======== Dataset ========

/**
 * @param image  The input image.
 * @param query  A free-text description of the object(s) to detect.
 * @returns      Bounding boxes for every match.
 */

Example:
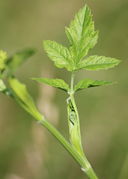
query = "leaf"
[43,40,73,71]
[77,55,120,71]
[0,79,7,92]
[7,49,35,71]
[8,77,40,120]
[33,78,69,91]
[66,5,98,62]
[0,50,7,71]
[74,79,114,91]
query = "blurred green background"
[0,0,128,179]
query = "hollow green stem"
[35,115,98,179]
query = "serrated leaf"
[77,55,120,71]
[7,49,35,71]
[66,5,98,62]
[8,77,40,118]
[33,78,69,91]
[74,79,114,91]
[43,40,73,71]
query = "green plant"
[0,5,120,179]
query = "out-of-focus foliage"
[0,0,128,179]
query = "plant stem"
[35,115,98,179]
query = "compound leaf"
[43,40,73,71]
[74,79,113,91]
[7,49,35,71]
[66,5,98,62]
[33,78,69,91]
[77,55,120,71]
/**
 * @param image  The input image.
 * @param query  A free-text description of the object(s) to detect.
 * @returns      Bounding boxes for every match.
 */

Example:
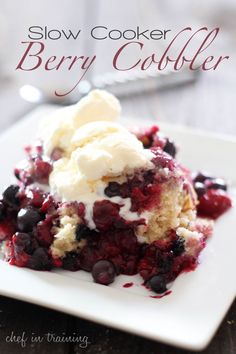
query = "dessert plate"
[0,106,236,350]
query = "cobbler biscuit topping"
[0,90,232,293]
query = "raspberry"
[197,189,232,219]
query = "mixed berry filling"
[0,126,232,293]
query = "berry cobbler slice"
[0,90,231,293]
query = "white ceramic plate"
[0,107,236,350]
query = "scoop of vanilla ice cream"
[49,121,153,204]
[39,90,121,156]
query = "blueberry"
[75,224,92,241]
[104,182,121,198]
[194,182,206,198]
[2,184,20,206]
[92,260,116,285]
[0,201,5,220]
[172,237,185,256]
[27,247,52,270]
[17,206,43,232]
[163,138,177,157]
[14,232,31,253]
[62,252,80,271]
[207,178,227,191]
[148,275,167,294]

========
======== Dataset ========

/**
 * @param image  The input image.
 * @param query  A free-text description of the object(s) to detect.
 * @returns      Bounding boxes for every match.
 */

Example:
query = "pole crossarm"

========

Requirement |
Extract the data between the line containing "of vanilla ice" and the line containing "[148,275,167,294]", inclusive, and reproduce those lines verbatim.

Task answer |
query = "scoop of vanilla ice cream"
[49,121,153,204]
[39,90,121,156]
query = "blueberry"
[75,224,92,241]
[104,182,121,198]
[194,182,206,198]
[2,184,20,206]
[92,260,116,285]
[0,201,5,220]
[172,237,185,256]
[27,247,52,270]
[17,206,43,232]
[163,138,177,157]
[14,232,31,253]
[62,252,80,271]
[207,178,227,191]
[148,275,167,294]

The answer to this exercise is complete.